◆ **Problem requirements**:
Can you pick up the piece on IRDAI's stewardship rules for insurers and keep writing from its final sentence?

◆ **Extract**:
· · ·

The regulator has demanded that insurers keep a close eye on their investee firms and disclose this publicly. After all, it is policyholder’s money that is being invested in these companies.

It said that while insurers can determine their own engagement strategy, the stewardship policy should clearly set out the criteria/circumstances in which they will actively intervene. The regulator also said that the policy should provide for regular assessment of the outcomes of intervention by the insurer.

Stewardship refers to a set of best practices which insurance companies need to follow. IRDAI has now offered a fresh set of these examples to point out what insurers are required to do.

"Intervention should be considered regardless of whether an active or passive investment policy is followed," IRDAI said. This is a crucial development and puts the onus on the insurer to ensure that investee firms’ maintain proper financial health and sound corporate governance.

It has been predominantly noticed that insurers abstain from voting on crucial matters in investee firms. In a few cases, smaller insurers blindly followed the voting decisions of their larger counterparts. Considering that policyholder funds are being used to invest, it is pertinent that independent calls regarding board matters are taken by each insurer.

For voting, IRDAI has made the policy more concrete to ensure that insurers do not sit back and let companies make wrong business decisions.

For insurers with assets up to Rs 2.5 lakh crore, if the insurer’s stake is 3 percent or above in a company they have to compulsorily vote. For those with assets above Rs 2.5 lakh crore, the mandatory voting threshold is 5 percent or above.

When investee companies fail, policyholder funds are impacted. A wrong business decision or a corporate governance lapse in these firms would create a negative impact on the stock price. This, in turn, hurts the investment income of insurers.

Early signals of possible defaults or distress are available to insurers in such investee companies. Thus, rather than waiting for an entity to go to bankrupt, insurers could play an active role in questioning the action of such companies.

· · ·

◆ **Listed entries**:
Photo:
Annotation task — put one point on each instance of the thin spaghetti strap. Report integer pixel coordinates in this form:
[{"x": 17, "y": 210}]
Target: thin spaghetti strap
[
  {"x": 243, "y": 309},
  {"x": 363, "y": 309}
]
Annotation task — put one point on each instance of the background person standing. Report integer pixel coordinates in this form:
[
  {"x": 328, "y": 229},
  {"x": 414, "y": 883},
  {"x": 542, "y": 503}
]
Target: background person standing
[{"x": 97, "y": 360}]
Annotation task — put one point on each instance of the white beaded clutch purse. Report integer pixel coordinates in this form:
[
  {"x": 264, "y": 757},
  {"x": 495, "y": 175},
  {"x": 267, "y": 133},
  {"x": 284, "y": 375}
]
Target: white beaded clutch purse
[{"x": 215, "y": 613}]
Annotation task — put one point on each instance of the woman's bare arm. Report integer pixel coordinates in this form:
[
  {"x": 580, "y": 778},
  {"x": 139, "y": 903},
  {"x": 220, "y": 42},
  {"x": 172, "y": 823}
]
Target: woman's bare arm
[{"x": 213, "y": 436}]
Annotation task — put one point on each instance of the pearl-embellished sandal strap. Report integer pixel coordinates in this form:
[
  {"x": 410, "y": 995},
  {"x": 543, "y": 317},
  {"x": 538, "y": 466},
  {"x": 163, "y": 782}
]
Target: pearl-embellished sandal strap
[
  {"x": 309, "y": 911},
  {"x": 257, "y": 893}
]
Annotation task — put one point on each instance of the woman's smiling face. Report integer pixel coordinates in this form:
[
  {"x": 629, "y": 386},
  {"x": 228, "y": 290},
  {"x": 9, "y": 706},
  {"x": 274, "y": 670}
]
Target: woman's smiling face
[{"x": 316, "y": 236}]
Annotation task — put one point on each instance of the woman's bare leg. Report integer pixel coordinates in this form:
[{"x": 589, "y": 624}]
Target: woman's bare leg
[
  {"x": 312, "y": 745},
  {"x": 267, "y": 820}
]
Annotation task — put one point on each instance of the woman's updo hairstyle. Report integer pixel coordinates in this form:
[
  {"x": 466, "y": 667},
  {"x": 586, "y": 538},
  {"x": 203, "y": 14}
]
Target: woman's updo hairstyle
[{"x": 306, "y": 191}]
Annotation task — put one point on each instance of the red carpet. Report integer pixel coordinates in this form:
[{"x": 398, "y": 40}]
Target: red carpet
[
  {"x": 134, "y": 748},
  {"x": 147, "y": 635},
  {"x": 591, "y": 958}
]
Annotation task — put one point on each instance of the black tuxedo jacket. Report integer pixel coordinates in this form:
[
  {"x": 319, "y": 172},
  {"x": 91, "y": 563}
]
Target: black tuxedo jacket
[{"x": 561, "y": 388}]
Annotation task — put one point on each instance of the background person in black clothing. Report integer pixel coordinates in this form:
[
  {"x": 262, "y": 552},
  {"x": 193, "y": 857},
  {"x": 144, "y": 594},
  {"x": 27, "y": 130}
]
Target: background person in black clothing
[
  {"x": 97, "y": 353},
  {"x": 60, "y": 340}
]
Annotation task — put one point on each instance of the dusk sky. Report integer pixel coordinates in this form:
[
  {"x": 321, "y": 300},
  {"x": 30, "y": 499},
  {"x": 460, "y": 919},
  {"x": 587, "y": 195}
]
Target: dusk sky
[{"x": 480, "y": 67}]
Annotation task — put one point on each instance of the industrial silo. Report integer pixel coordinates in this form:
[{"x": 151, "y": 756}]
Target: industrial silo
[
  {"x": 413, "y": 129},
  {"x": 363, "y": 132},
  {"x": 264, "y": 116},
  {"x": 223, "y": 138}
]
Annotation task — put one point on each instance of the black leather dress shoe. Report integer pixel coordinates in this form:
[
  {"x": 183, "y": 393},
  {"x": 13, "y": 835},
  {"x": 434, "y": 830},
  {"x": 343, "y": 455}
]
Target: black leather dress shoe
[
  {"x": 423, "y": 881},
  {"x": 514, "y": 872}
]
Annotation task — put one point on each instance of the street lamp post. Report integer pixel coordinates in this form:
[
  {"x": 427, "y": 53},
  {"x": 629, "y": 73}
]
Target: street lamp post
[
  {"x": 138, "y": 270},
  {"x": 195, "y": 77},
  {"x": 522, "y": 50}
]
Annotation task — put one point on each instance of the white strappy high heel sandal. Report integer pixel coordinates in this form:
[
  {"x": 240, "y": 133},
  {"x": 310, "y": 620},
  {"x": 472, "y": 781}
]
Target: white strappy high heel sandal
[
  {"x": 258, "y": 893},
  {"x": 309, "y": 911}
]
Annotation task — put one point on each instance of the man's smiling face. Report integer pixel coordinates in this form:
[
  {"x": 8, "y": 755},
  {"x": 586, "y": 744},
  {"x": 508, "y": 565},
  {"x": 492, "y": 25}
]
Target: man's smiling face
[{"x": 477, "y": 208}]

· · ·

◆ **Result**:
IRDAI has made it clear that the policyholder is the ‘ultimate investor’. Hence, all decisions taken in investee firms by insurers will now have to be periodically disclosed publicly. The regulator also said that this should be in a simple format that can be understood by the general public.

There have also been cases where large insurers cross-invest in sister entities. IRDAI has said that potential conflict of interest scenarios also need to be disclosed by insurers. It said that a blanket ban on certain investments could also be considered.

For large corporates with legacy brand-names, it has often been noticed that the insurer sides with the investee firm management on strategic business decisions. This is despite minority shareholders and proxy advisory firms opposing such a move.

In such cases, insurers need to apply rational thought to their voting decision and not blindly support the top leadership.

Insurers have been forced to take these steps in order to bring more transparency in the sector and protect policyholder interests. As a policyholder, individuals also need to seek and verify the investment decisions of their insurance company on a periodic basis.

In fact, policyholders do and should exercise tremendous control over these decisions.